_Compiti ed esercizi_
• 1. Rispondi alle seguenti domande basandoti sul testo sul sistema ibleo.
(a) Con quali parole viene descritta la mafia che controlla pezzi dell'economia?
(b) A quali decenni risalgono le esperienze amministrative di alternativa democratica e quelle uliviste?
(c) Chi ha fornito un contributo straordinario alla realizzazione del sistema ibleo?
• 2. Stabilisci se ciascuna affermazione concorda con il testo sul sistema ibleo, rispondendo sì o no e citando le parole decisive del testo.
(a) Nel progetto ibleo lo sviluppo territoriale era atteso dall'alto.
(b) Tra i contesti che condizionano negativamente la crescita figura l'aumento del divario fra Nord e Sud.
(c) Le concessioni alle società petrolifere riguardano soltanto il mare.
• 3. Ripeti fedelmente un passo del testo sul sistema ibleo, cominciando dalle parole "Il cantiere ibleo" e fermandoti dopo le parole "delle nuove generazioni.".

_Estratto della pagina_
Il cantiere ibleo dell’identità territoriale* di Concetto Scivoletto

concetto scivoletto

​I temi del lavoro e della crescita nell’area iblea devono tornare con forza al centro dell’attenzione e dell’interesse delle forze politiche, sociali, culturali e istituzionali, ma anche di associazioni, movimenti, singoli cittadini e personalità che hanno a cuore il futuro del nostro territorio e delle nuove generazioni.

​Sono temi che ci obbligano a tenere conto di contesti più generali che condizionano negativamente le dinamiche della crescita e dei livelli occupazionali: le politiche di austerità dell’Unione Europea e del governo nazionale; l’aumento del divario fra Nord e Sud; l’immobilismo regionale interrotto solo da scelte gravi e inquietanti, come il voltafaccia sul MUOS o le concessioni alle società petrolifere sia a mare che sulla terraferma; il controllo sistematico da parte della mafia – una mafia 2.0, più silenziosa ma non per questo meno influente – di pezzi importanti e crescenti dell’economia, della finanza, dei servizi e delle istituzioni.
​È lo scenario complessivo nel quale, negli ultimi anni, si è consumata la destrutturazione del sistema ibleo – nel suo percorso storico da laboratorio a modello – e la frantumazione di quella che era diventata una vera e propria identità.
​Il sistema ibleo configurava un progetto originale dentro un orizzonte ideale, alla cui realizzazione un contributo straordinario è stato fornito dalla sinistra. Punti di forza di quel progetto erano: la cultura delle trasformazioni; lo sviluppo territoriale non atteso passivamente dall’alto ma costruito dal basso e alimentato dalle risorse locali materiali e immateriali; l’attenzione, oltre che ai temi strettamente economici, ai beni culturali, ambientali e paesaggistici; la consapevolezza del carattere strategico della ricerca, della formazione e dell’innovazione; la fiducia negli strumenti della lotta democratica e della partecipazione popolare; l’impegno sulle frontiere della lotta alla mafia e della questione morale; la sfida per il governo, dalle prime esperienze amministrative del dopoguerra nei cosiddetti comuni rossi alle esperienze amministrative di alternativa democratica negli anni ’80 e uliviste negli anni ’90.

_Dati forniti_
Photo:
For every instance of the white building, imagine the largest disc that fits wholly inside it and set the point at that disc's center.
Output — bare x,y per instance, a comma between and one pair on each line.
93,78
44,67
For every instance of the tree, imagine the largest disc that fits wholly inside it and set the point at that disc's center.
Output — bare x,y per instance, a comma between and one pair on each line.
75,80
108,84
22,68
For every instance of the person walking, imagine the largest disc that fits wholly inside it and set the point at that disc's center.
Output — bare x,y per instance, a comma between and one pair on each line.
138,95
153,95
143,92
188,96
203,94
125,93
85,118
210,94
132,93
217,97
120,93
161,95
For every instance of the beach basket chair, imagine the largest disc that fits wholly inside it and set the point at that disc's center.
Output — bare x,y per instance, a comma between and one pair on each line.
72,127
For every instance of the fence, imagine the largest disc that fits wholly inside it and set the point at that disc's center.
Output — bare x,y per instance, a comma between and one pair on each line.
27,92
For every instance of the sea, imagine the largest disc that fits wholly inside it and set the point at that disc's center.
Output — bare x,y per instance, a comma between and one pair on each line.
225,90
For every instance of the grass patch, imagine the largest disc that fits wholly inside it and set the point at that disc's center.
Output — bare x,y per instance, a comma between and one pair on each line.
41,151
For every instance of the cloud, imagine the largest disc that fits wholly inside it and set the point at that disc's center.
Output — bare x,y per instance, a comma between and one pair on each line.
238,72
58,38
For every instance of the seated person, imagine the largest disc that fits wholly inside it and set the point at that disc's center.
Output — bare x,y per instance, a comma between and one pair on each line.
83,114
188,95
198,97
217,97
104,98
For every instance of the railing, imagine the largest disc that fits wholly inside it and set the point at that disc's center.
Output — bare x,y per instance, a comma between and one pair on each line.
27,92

_Soluzioni degli esercizi_
• 1.
(a) Come "una mafia 2.0, più silenziosa ma non per questo meno influente".
(b) Le esperienze di alternativa democratica risalgono agli anni '80, quelle uliviste agli anni '90.
(c) La sinistra.

• 2.
(a) No: "non atteso passivamente dall’alto ma costruito dal basso".
(b) Sì: "l’aumento del divario fra Nord e Sud".
(c) No: "sia a mare che sulla terraferma".

• 3.
Il cantiere ibleo dell’identità territoriale* di Concetto Scivoletto

concetto scivoletto

​I temi del lavoro e della crescita nell’area iblea devono tornare con forza al centro dell’attenzione e dell’interesse delle forze politiche, sociali, culturali e istituzionali, ma anche di associazioni, movimenti, singoli cittadini e personalità che hanno a cuore il futuro del nostro territorio e delle nuove generazioni.